-- START --

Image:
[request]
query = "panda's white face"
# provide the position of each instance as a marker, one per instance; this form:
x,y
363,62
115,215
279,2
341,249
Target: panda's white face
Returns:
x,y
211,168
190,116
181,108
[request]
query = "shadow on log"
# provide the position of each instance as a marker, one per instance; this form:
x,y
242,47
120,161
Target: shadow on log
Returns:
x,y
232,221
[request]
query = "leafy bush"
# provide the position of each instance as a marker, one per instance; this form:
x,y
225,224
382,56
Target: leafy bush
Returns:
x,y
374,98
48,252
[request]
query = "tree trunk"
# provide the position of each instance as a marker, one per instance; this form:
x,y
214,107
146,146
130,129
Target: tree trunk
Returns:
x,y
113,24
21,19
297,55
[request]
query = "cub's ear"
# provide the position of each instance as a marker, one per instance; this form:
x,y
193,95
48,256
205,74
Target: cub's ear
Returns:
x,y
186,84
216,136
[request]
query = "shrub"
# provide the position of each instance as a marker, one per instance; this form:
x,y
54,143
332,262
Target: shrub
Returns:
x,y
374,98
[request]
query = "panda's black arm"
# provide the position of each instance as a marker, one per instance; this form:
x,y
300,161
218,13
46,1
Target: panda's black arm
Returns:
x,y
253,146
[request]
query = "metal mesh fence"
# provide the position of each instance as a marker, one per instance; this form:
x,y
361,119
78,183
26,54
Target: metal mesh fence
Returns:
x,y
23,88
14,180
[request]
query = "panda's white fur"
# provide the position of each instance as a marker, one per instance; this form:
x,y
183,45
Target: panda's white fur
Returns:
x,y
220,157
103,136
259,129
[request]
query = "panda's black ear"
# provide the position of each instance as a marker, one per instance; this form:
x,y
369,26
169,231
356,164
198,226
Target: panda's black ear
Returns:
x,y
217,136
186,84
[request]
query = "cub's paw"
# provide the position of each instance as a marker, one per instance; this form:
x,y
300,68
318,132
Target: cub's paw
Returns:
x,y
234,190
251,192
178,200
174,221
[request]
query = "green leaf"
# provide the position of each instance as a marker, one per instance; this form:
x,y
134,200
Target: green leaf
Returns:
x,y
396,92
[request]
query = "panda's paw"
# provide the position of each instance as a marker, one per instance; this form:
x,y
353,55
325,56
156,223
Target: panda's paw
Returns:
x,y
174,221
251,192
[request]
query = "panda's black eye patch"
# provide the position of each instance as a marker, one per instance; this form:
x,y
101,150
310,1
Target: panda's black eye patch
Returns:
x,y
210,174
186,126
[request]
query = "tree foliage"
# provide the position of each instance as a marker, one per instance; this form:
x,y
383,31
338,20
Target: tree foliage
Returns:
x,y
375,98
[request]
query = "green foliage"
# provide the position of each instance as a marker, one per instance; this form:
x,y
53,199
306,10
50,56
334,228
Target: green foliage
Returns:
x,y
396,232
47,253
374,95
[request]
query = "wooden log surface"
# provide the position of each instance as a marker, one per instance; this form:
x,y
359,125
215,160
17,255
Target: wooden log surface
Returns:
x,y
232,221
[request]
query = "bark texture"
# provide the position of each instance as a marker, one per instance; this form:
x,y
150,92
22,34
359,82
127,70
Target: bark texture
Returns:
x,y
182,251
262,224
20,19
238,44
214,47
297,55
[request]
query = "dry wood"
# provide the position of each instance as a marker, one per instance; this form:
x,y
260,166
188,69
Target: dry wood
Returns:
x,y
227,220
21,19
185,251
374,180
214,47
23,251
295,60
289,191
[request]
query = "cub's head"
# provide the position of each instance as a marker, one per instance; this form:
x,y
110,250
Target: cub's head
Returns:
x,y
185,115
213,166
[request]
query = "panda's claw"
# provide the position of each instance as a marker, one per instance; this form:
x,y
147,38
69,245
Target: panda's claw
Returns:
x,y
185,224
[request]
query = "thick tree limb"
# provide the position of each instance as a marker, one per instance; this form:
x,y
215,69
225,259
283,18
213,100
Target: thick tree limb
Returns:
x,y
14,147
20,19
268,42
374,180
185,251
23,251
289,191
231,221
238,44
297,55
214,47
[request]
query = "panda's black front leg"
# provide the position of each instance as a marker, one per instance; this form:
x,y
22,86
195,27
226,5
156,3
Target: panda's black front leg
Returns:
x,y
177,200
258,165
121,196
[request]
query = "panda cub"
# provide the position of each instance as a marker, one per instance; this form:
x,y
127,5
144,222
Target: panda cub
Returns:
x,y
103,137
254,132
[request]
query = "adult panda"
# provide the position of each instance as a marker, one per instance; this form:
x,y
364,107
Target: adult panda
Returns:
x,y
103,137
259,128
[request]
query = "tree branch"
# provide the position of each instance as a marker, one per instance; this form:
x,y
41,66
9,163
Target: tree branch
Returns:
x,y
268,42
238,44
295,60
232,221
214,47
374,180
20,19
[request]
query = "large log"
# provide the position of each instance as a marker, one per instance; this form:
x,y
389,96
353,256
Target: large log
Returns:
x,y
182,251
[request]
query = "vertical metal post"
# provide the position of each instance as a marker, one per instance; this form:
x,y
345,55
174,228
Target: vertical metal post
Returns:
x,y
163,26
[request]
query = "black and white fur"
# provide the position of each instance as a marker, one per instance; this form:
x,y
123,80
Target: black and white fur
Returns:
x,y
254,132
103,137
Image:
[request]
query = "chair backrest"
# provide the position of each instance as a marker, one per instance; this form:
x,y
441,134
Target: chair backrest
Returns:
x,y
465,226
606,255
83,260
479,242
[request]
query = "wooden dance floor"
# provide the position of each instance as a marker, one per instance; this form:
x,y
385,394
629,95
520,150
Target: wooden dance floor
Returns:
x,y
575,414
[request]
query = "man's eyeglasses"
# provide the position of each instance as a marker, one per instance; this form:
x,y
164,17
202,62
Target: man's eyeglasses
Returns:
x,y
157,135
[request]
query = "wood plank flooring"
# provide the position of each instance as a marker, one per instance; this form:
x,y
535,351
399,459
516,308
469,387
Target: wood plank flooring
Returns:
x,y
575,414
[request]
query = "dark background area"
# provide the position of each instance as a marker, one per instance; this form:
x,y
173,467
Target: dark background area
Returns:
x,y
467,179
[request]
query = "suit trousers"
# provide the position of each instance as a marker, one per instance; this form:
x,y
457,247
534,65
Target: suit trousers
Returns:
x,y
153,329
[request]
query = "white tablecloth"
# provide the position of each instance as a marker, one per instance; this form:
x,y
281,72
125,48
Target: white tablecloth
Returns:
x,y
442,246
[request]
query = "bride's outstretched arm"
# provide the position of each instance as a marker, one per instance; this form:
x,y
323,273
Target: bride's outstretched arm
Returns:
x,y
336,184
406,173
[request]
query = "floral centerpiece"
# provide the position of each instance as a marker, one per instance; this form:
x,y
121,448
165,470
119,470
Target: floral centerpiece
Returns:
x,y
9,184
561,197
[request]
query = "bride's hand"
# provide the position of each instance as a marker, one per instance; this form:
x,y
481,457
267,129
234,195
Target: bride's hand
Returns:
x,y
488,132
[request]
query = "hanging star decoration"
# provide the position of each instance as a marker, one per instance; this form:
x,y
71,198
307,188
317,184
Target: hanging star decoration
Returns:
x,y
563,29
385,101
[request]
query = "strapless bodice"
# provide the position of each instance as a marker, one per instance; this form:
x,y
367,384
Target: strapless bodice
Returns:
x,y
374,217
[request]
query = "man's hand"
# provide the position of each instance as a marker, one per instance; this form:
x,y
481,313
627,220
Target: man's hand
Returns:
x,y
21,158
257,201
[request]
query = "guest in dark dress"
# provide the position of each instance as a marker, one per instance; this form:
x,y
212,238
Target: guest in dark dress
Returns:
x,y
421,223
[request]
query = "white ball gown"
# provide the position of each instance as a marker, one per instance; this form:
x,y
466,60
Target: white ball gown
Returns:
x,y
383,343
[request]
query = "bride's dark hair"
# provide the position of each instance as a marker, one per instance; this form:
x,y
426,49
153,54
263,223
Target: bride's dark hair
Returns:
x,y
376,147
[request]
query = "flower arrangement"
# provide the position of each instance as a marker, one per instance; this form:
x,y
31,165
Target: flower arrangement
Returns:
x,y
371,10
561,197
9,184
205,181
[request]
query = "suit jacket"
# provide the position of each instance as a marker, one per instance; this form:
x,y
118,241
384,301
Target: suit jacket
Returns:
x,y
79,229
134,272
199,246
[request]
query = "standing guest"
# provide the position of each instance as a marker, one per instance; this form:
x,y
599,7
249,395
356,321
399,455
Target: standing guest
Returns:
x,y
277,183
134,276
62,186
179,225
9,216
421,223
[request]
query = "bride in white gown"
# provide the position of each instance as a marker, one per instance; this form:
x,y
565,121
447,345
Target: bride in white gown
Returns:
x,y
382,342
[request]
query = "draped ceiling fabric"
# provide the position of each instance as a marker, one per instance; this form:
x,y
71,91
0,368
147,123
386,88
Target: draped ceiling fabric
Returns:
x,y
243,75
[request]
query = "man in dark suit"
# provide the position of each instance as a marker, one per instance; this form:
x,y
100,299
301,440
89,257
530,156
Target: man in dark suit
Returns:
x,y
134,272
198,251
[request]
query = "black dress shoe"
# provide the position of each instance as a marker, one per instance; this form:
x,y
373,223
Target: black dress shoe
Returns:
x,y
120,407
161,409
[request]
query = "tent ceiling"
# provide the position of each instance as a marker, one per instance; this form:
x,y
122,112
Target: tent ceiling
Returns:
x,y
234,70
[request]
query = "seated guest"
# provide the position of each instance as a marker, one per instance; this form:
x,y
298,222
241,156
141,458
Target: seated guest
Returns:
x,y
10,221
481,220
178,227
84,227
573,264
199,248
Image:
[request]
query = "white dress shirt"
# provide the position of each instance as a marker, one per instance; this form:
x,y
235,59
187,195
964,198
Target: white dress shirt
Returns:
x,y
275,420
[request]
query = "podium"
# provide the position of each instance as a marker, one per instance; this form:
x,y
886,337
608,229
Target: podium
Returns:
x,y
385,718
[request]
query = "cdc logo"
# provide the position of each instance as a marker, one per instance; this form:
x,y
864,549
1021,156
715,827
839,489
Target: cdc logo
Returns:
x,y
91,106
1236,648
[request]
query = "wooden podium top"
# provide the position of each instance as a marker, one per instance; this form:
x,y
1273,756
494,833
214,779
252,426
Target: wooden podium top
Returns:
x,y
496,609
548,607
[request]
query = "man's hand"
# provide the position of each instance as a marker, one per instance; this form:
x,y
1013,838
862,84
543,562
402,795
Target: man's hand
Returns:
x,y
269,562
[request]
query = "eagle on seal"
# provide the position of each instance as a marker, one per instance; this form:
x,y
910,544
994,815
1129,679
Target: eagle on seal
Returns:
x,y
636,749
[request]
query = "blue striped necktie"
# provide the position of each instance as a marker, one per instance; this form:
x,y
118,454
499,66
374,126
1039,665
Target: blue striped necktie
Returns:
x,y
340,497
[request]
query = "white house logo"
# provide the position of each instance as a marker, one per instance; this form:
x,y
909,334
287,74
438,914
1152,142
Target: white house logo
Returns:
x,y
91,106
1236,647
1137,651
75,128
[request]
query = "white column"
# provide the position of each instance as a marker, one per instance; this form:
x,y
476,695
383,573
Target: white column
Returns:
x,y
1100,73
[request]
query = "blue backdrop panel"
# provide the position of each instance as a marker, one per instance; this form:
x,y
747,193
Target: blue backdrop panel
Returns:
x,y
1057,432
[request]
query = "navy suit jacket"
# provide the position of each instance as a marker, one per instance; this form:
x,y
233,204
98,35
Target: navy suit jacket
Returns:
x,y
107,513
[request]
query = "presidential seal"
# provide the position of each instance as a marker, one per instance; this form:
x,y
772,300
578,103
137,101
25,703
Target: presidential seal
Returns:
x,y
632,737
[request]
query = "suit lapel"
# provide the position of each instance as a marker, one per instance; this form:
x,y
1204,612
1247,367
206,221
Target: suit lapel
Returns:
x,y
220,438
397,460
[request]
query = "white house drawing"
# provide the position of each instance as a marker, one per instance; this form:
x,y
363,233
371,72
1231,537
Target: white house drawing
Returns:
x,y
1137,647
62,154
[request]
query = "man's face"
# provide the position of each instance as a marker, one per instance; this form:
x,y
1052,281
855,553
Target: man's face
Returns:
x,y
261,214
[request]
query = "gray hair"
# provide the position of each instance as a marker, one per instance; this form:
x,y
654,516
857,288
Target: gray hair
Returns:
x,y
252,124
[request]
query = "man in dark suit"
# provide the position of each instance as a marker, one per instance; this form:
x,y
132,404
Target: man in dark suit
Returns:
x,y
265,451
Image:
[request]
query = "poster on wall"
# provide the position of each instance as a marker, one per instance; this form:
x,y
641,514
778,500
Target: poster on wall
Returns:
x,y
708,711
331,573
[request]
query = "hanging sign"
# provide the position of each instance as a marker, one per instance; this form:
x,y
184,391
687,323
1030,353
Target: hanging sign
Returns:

-- END --

Extract every line of the records above that contains the string "hanging".

query = "hanging star decoration"
Target: hanging star decoration
query = "hanging sign"
Target: hanging sign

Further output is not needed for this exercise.